By Kevin Gardner

Environmental cues regulate many biological processes, coordinating cellular pathways to respond to changing conditions. Such regulation is often initiated by sensory protein domains which expand their chemical repertoire by using small molecule ligands to convert environmentally-triggered changes into altered protein/protein interactions. Several families of these domains have evolved with remarkable diversity in their inputs and outputs. Using a combination of biophysics, biochemistry and synthetic chemistry, we seek to gain insight into the mechanistic controls of such environmental sensing domains for both fundamental understanding and subsequent artificial control.

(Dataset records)

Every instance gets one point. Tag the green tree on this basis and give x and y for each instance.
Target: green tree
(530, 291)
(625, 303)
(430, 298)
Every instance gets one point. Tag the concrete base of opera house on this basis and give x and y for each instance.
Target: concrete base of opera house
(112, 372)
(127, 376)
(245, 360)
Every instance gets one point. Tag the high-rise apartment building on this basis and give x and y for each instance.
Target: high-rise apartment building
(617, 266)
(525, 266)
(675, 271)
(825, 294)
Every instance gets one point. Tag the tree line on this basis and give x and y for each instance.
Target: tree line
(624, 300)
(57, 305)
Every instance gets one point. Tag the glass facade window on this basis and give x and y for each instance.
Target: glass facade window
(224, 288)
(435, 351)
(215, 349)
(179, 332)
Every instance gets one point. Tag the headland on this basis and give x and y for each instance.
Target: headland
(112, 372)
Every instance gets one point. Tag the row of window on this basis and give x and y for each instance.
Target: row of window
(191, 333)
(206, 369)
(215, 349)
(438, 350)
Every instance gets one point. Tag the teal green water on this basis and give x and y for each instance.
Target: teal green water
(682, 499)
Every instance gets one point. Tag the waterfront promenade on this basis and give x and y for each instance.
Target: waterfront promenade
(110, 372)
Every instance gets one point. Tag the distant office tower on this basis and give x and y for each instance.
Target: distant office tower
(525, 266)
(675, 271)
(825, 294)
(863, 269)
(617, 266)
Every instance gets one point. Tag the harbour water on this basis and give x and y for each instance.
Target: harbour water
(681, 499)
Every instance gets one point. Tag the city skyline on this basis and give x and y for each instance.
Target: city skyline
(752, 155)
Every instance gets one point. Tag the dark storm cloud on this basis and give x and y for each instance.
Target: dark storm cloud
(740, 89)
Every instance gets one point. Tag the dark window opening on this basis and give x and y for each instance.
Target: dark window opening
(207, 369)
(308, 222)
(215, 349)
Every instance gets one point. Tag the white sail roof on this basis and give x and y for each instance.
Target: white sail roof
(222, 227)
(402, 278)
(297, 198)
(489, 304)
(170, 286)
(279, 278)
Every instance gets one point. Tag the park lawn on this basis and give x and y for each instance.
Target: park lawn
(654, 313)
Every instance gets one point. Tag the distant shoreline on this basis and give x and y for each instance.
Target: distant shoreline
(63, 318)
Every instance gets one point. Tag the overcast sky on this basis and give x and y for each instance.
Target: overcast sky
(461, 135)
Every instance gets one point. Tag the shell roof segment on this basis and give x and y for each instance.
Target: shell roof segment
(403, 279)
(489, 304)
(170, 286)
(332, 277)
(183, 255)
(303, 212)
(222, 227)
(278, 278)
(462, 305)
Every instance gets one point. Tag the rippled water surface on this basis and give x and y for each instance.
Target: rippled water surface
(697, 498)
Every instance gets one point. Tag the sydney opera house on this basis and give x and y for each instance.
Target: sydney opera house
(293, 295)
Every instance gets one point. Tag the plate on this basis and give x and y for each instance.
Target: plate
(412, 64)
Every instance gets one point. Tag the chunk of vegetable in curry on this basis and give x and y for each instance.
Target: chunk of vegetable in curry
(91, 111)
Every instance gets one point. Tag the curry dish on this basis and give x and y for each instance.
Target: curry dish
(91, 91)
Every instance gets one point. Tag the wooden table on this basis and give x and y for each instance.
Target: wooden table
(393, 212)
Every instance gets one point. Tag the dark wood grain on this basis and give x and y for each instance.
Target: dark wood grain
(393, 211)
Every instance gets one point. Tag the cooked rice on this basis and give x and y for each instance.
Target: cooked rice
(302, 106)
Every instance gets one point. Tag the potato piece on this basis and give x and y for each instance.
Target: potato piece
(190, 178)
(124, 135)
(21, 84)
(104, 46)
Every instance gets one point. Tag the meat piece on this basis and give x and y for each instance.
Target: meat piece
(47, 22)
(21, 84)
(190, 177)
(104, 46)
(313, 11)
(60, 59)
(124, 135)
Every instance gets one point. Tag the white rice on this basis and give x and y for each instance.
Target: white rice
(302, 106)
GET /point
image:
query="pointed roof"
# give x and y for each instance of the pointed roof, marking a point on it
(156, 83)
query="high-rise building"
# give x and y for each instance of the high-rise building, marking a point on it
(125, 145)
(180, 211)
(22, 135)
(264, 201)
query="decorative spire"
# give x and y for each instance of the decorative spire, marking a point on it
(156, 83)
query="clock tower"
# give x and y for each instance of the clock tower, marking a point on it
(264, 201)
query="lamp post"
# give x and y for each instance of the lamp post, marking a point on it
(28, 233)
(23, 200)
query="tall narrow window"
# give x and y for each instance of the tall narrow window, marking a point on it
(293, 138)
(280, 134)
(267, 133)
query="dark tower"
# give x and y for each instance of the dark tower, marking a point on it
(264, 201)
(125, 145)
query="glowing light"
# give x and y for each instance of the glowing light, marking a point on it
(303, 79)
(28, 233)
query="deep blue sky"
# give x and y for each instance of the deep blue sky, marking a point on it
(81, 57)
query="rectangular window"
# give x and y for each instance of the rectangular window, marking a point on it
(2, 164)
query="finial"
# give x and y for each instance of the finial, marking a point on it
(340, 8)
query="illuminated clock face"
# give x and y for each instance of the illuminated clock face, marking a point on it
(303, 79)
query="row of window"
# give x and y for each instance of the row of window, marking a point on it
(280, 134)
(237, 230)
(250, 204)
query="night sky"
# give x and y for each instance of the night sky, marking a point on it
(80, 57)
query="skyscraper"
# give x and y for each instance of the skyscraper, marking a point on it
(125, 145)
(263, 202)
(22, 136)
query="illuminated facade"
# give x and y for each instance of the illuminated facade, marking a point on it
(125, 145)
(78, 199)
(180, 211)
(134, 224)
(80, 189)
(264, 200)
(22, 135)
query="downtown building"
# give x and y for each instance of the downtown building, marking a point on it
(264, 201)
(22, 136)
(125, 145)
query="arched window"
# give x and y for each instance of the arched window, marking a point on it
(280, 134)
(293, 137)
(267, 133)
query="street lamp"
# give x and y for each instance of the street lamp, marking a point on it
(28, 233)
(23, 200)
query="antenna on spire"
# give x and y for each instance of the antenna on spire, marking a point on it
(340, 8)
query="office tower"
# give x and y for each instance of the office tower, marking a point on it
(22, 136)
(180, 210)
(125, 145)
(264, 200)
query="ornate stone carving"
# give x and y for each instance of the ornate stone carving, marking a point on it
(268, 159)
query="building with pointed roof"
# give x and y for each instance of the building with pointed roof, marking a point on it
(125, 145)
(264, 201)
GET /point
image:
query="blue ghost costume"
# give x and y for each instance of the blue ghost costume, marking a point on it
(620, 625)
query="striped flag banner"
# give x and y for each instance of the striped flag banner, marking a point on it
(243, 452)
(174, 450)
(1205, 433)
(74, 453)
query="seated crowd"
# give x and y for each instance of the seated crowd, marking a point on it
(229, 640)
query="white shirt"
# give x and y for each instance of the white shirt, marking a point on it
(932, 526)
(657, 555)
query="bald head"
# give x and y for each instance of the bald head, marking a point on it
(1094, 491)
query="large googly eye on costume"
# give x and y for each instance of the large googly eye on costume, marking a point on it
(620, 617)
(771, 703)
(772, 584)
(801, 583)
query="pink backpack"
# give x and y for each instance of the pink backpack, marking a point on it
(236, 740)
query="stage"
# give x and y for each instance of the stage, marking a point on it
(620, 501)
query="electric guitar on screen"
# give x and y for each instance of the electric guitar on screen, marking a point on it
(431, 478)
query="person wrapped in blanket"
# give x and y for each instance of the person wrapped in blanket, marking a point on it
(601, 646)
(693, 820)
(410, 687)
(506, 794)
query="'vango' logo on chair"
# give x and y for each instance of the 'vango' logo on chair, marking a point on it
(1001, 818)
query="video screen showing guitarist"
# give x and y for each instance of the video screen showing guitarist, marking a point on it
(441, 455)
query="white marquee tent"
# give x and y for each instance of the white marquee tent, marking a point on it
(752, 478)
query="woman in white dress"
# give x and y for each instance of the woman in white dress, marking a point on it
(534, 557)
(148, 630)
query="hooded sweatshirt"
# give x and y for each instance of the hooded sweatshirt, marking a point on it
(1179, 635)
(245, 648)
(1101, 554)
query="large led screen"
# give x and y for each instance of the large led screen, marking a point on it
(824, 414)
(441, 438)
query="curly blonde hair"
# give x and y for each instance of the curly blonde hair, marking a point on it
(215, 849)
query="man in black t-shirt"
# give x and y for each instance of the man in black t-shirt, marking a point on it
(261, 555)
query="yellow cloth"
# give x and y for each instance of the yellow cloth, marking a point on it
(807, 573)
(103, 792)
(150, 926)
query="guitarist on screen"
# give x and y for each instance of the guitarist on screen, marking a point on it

*APPLY WHAT YOU READ*:
1. In the passage on environmental sensing protein domains, copy out the portion that begins with the words "Environmental cues regulate" and ends after "subsequent artificial control.".
2. Extend the passage on environmental sensing protein domains, picking up after its last sentence.

*TASK RESULTS*:
1.
Environmental cues regulate many biological processes, coordinating cellular pathways to respond to changing conditions. Such regulation is often initiated by sensory protein domains which expand their chemical repertoire by using small molecule ligands to convert environmentally-triggered changes into altered protein/protein interactions. Several families of these domains have evolved with remarkable diversity in their inputs and outputs. Using a combination of biophysics, biochemistry and synthetic chemistry, we seek to gain insight into the mechanistic controls of such environmental sensing domains for both fundamental understanding and subsequent artificial control.

2.
Here I will discuss examples of our work showing how such signaling proteins can be targeted for small molecule therapeutics, emphasizing the roles of solution NMR spectroscopy at various stages of the discovery process. I will use Merck’s newly-approved belzutifan – a novel anti-cancer therapeutic targeting the Hypoxia Inducible Factor 2 (HIF-2) transcription factor – as the centerpiece of this discussion. This compound arose from academic studies in my group through subsequent development at a startup company, Peloton Therapeutics, providing numerous examples from library screening to in-depth studies of protein/ligand interactions that demonstrate the versatility of NMR-driven approaches in the development of an artificial regulator of a biomedically-critical protein/protein interaction. Future directions stemming from this work will also be discussed.